THINGS TO DO =>
A - Using the Mesopotamia notes, answer each of the following:
(i) What does the word "cuneiform" mean?
(ii) Where were the bodies buried in connection with the Jericho Skull?
(iii) How many laws does the Law Code of Hammurabi contain?
B - Summarize the Mesopotamia notes in two sentences.
C - Pick up the Mesopotamia notes after their final line and continue them.

Mesopotamia = the land between 2 rivers. The rivers are the Tigris River and Euphrates River. Bible stories from the Old Testament are from this time period, for example: Noah, Abraham, Garden of Eden.

  • The Dawn of Civilization—Irrigation techniques led to fertile soil.
  • Invention of the wheel & plow, batteries (Baghdad batteries), government, organized religion.
  • Casting tools in metal.
  • Writing system starts about 3500 BCE. Cuneiform = wedge-shape writing.  Remember, history is written by the victors.
  • Settlements allowed people a chance to excel or become proficient in 1 area.

Jericho Skull or Neolithic Skull, ca. 9000 BCE. The bodies were buried under a living room floor. The skulls were plastered and decorated to possibly be portraits of deceased family members or a form of ancestor worship. Jericho is one of the oldest continuously inhabited cities in the world dating back to 9000 BCE and is still inhabited today.

Jericho Skull

Jericho Skull, ca. 9000 BCE

Gate with animals painting on the walls    Side view of wall of gates with animals on the front

Ishtar Gate, constructed ca. 575 BCE by order of King Nebuchadnezzar II.

  • Eighth gate to the inner city of Babylon.
  • Nebuchadnezzar II is believed to be the king who built the Tower of Babel and the Hanging Gardens of Babylon (a wonder of the ancient world).
  • Made of glazed brick to give it a jewel-like appearance.
  • Named after the goddess Ishtar.
  • This is only a small 50’ piece of a part of the original gate; 45’ was attached below the gate, and it was said to be so deep that 2 chariots could patrol side by side on top of the gate.


Law Code of Hammurabi                Top portion of the Law Code of Hammurabi

Law Code of Hammurabi, ca. 1755–1750 BCE

  • Hammurabi (1792–1750 BCE), 6th Babylonian king. His name means “the favorite shepherd.”
  • The best preserved and longest law document from the ancient Near East.
  • Believed it was his mission to bring justice to his people.
  • The Sun god, Shamash, hands the ruling rod and ring to Hammurabi to show he was chosen by the gods to rule.
  • Stele = an upright marker. Stele were used as monuments, usually made from stone or wood, and could be carved or painted with images and writing.
  • 282 laws on punishment depending on social status.

RECORD LIST =>
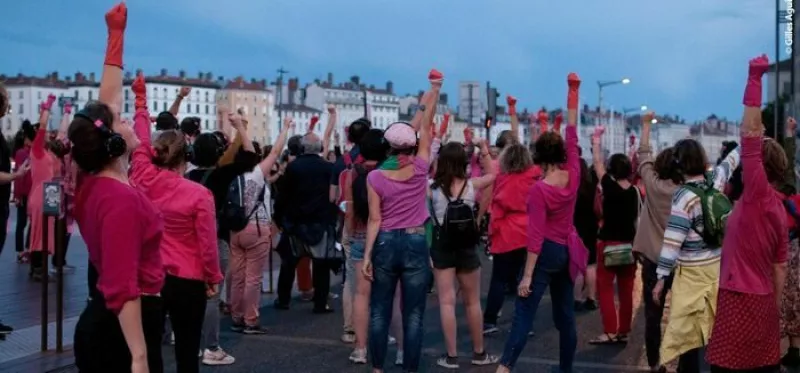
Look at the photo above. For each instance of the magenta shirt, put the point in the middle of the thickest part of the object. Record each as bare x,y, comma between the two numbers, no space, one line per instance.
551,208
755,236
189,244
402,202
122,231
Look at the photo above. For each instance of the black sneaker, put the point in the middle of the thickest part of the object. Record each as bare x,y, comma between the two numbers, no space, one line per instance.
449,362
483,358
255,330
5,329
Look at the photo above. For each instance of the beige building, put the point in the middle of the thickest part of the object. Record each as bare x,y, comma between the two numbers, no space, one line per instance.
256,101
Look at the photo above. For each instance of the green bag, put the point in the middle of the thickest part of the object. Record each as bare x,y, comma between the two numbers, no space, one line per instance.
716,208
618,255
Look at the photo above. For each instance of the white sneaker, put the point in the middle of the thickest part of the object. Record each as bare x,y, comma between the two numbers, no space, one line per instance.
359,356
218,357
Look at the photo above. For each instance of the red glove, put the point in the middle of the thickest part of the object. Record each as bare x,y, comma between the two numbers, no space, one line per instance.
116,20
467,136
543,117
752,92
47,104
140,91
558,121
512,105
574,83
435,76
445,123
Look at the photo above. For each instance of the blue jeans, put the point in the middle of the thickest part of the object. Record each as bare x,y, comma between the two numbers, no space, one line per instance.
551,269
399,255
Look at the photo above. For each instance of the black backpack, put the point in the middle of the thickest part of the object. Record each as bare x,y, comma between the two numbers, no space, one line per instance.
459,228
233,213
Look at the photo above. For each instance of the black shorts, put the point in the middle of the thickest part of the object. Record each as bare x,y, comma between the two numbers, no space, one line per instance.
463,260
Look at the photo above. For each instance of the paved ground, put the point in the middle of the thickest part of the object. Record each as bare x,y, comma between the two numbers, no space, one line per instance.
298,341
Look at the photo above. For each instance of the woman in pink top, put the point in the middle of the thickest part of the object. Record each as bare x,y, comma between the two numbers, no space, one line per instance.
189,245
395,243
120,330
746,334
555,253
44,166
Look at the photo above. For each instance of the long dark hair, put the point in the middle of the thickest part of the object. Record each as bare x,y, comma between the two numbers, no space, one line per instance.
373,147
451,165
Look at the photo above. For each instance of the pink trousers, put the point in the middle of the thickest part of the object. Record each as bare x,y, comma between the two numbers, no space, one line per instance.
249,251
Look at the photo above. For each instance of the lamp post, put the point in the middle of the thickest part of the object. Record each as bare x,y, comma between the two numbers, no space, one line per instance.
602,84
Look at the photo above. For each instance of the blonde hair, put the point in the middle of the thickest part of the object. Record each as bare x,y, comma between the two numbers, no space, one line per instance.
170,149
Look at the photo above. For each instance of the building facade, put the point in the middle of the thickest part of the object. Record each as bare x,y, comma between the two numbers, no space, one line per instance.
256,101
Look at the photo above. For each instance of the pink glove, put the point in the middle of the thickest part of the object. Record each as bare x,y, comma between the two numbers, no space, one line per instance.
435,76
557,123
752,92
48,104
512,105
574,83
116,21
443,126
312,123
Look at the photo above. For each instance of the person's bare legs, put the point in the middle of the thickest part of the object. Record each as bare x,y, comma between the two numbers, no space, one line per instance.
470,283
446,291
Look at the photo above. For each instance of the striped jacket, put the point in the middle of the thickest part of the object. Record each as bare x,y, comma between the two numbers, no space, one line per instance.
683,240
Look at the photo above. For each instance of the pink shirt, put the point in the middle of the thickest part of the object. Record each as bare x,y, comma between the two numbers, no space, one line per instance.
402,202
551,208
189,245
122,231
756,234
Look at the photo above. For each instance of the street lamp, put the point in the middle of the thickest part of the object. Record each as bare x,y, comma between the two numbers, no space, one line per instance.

RESPONSES PER TASK =>
A -
(i) Wedge-shape writing.
(ii) Under a living room floor.
(iii) 282 laws.

B - Mesopotamia, the land between the Tigris and Euphrates Rivers, developed irrigation, the wheel and plow, metal casting, government, organized religion, and a writing system that began about 3500 BCE. Its surviving works include the plastered Jericho Skull of about 9000 BCE, the glazed-brick Ishtar Gate built around 575 BCE by order of Nebuchadnezzar II, and Hammurabi's law code of 282 laws on punishment by social status.

C -
  • 1/2 of code is business law, and 1/3 of code deals with family and household law, with provisions for officials, military, and taverns.


Victory Stele of Naram in sandstone

Victory Stele of Naram-Sin, ca. 2254–2218 BCE, 6’7”. Made of pink sandstone, Akkadian Empire. The Akkadian king Naram-Sin was the first known king to wear the horned crown, declaring he is a god and has the divine right to rule. Hierarchical proportion = the biggest person is the most important. Size = status. Written in cuneiform.


Egyptian Art

Egyptian Art is about permanence, the afterlife, traditional, and unchanging. Plato once said Egyptian art hasn’t changed in 10,000 years. To everyone in the ancient world, Egypt was even more ancient—for example, Cleopatra is closer to us in age than the ancient Egyptians. Known as the bread basket, early settlements were here in 9000 BCE, and people were growing crops in the Nile valley (the bread basket) in the Neolithic time period. Upper and lower Egypt were unified in ca. 3100 BCE by the pharaoh Menses (also known as Narmer) as seen in the Palette of Narmer.

Narmer Palette

The Palette of Narmer, ca. 3200–3000 BCE, 25” high. Shows the pharaoh with the white crown of Upper Egypt, and on the other side he wears the red crown of Lower Egypt.

Pharaoh = god-King

Hieroglyphs—writing system the Egyptians developed at about the same time as the Mesopotamians were inventing cuneiform (3000 BCE).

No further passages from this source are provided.